PROVIDED RECORDS ▸

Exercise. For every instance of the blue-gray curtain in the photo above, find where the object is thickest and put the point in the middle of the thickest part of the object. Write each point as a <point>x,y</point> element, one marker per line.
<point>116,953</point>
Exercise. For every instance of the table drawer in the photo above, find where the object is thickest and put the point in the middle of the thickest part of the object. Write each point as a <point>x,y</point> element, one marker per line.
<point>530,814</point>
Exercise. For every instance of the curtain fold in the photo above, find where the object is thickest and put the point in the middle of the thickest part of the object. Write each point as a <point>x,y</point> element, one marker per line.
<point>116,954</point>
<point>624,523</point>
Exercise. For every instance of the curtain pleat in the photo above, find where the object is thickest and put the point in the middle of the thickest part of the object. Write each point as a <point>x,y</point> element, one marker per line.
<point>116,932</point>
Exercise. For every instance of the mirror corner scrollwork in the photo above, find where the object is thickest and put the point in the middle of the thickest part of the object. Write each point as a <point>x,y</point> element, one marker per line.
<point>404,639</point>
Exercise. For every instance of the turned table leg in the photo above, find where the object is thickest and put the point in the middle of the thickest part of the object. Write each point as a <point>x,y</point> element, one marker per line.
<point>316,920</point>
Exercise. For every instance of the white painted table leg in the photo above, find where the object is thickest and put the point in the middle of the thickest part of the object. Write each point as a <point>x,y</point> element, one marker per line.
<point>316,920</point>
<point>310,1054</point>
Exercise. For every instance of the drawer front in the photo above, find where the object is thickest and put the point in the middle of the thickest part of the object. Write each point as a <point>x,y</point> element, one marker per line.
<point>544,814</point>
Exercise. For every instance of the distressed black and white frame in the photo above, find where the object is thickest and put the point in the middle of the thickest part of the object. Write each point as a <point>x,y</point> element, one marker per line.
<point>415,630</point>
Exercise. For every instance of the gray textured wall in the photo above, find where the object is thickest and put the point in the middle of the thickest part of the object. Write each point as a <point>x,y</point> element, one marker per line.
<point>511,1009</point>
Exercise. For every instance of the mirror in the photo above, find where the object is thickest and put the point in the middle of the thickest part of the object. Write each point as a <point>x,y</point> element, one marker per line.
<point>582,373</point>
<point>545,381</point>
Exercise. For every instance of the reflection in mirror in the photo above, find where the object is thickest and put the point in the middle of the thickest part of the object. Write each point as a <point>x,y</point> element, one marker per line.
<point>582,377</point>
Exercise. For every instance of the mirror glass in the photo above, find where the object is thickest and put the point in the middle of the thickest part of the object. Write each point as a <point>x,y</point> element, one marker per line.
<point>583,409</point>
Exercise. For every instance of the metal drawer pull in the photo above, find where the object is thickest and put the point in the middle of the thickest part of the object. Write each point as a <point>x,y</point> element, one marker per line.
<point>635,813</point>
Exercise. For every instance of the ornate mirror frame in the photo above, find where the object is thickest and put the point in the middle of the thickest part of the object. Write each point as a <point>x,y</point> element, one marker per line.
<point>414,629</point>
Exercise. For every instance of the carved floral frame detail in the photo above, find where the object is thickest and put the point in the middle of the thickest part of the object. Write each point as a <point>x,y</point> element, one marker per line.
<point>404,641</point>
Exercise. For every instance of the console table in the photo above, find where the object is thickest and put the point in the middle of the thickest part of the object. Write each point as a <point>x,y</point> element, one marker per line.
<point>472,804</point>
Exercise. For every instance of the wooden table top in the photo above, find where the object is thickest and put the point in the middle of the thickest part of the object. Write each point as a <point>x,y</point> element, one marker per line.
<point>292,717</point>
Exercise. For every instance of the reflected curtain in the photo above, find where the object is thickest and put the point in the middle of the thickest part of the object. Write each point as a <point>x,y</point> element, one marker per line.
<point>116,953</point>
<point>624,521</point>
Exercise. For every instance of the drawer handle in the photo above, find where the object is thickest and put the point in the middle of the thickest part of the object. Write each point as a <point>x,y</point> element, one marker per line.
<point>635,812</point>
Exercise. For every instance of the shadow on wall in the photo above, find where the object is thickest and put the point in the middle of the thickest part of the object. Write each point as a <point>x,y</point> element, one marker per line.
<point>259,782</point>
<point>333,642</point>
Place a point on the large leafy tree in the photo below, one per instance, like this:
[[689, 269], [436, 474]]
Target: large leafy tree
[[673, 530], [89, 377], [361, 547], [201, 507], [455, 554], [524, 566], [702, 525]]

REQUIREMENT ▸ Write out the records shown above, exactly as they appear.

SOLUTION FOR THIS EXERCISE ▸
Exercise. For every instance of the blue-gray curtain in the photo above, find where the object is thickest and put the point in the middle of the thickest part of the object. Write each point as a <point>x,y</point> element, one marker per line.
<point>116,953</point>
Exercise. For every instance of the table drawer in the photo above, find where the object is thickest and put the point in the middle of the thickest part of the object. Write each point as a <point>x,y</point> element, one marker per line.
<point>530,814</point>
Exercise. For every instance of the curtain fold in the photo above, find where the object is thickest and put the point in the middle of the thickest part of the object. Write each point as a <point>x,y</point> element, one marker per line.
<point>116,954</point>
<point>624,523</point>
Exercise. For every instance of the curtain pleat in the photo above, find where the object is thickest and put the point in the middle of the thickest part of the object. Write each point as a <point>x,y</point> element, one marker per line.
<point>116,932</point>
Exercise. For every instance of the mirror corner scrollwork in the photo above, find where the object is thickest and put the point in the middle of the thickest part of the object. Write each point as a <point>x,y</point> element, one marker per line.
<point>404,639</point>
Exercise. For every instance of the turned table leg in the photo above, find where the object is thickest and put the point in the middle of the thickest part of the object. Write each point as a <point>x,y</point> element, one marker per line.
<point>316,920</point>
Exercise. For every instance of the white painted table leg in the photo above, find where the object is thickest and put the point in the middle of the thickest part of the object. Write each point as a <point>x,y</point> element, one marker per line.
<point>316,920</point>
<point>310,1054</point>
Exercise. For every instance of the drawer front in the photo above, find where the object is thickest and put the point in the middle of the thickest part of the object. Write each point as a <point>x,y</point> element, one marker per line.
<point>544,814</point>
Exercise. For every instance of the distressed black and white frame in the photo above, find where the object is thickest and put the point in the middle of the thickest part of the object. Write each point as a <point>x,y</point> element, one marker per line.
<point>415,630</point>
Exercise. For every instance of the gray textured wall in the photo above, find where the object is thickest and put the point in the middle of the thickest part of the object. Write each point as a <point>x,y</point> element, one marker per line.
<point>511,1009</point>
Exercise. For every instance of the mirror in the photo above, find where the object is thickest and put the point in the middle of the thickest part of the object. Write each point as a <point>x,y</point> element, one marker per line.
<point>582,373</point>
<point>545,381</point>
Exercise. For every instance of the reflection in mirror in the photo above, find where the object is thickest and put the point in the middle of the thickest part of the object. Write each point as a <point>x,y</point> element, one marker per line.
<point>582,377</point>
Exercise. For every instance of the mirror glass in the photo above, find where the object is thickest and put the point in the middle of the thickest part of the object. Write each point as a <point>x,y</point> element, one marker per line.
<point>583,409</point>
Exercise. For every instance of the metal drawer pull in the photo above, find where the object is thickest and put the point in the middle of the thickest part of the object. Write each point as a <point>x,y</point> element, one marker per line.
<point>635,813</point>
Exercise. For every instance of the ornate mirror frame in the photo above, find where the object is thickest and put the point in the middle of the thickest part of the object. Write each point as a <point>x,y</point> element, one marker per line.
<point>414,629</point>
Exercise. For every instance of the carved floral frame detail in the photo above, find where the object is thickest and put the point in the middle of the thickest part of the object. Write each point as a <point>x,y</point> element, one marker per line.
<point>404,641</point>
Exercise. For every instance of the console table in the photo above, find where the object is thickest and put the point in the middle of the thickest part of the object. Write each point as a <point>x,y</point> element, one marker per line.
<point>472,804</point>
Exercise. For every instance of the wooden table top in the photo above, find where the object is thickest and put the point in the middle of the thickest part of the object. Write each point as a <point>x,y</point> element, one marker per line.
<point>292,717</point>
Exercise. For every instance of the reflected curtain in the photo above, find where the object is thickest and put the point in the middle of the thickest part of the object. Write each point as a <point>x,y</point> element, one marker per line.
<point>116,953</point>
<point>624,521</point>
Exercise. For every instance of the drawer handle in the photo above, find where the object is thickest and put the point in the middle of the thickest part of the object. Write each point as a <point>x,y</point> element, one marker per line.
<point>635,812</point>
Exercise. For every instance of the shadow on wall in the photo above, find where the object is thickest and put the point in the middle of the thickest part of the object. Write each point as a <point>x,y</point> element, one marker per line.
<point>259,782</point>
<point>333,642</point>
Place a point on the large leafy tree in the photo below, one per instance, like this:
[[689, 269], [436, 474]]
Target: large leafy tree
[[673, 530], [89, 377], [361, 547], [201, 507], [455, 554], [524, 566], [702, 525]]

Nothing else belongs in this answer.